**What is needed:** Convert all of the entries below into a numbered list, skipping any blank lines. Leave the pictures out of your answer.

**Data supplied:**
━━━━━━━━━━━━━━━━━━━━

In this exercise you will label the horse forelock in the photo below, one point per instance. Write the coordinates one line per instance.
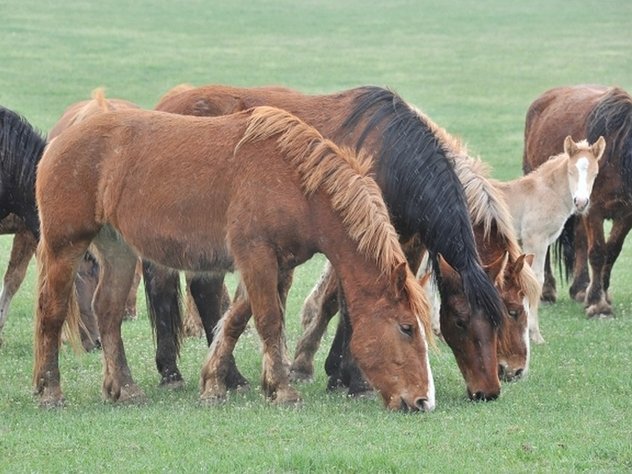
(612, 118)
(343, 175)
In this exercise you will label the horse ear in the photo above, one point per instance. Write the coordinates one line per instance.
(599, 147)
(496, 270)
(424, 279)
(570, 148)
(398, 279)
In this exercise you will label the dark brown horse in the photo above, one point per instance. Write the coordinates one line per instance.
(588, 112)
(423, 193)
(258, 192)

━━━━━━━━━━━━━━━━━━━━

**Task answer:**
1. In this exercise you will label the horse forelock in the photo below, one point per instance. Write the coordinates one line per instance.
2. (612, 118)
3. (343, 175)
4. In this exercise you will label the horse ear in the photo above, one point per instance. Write the coordinates one line per instance.
5. (599, 147)
6. (496, 270)
7. (424, 279)
8. (570, 148)
9. (398, 279)
10. In this exercise you will label the dark brown horse in the photo above, one point per instance. Write the coordinates one line per instance.
11. (588, 112)
12. (423, 193)
13. (258, 192)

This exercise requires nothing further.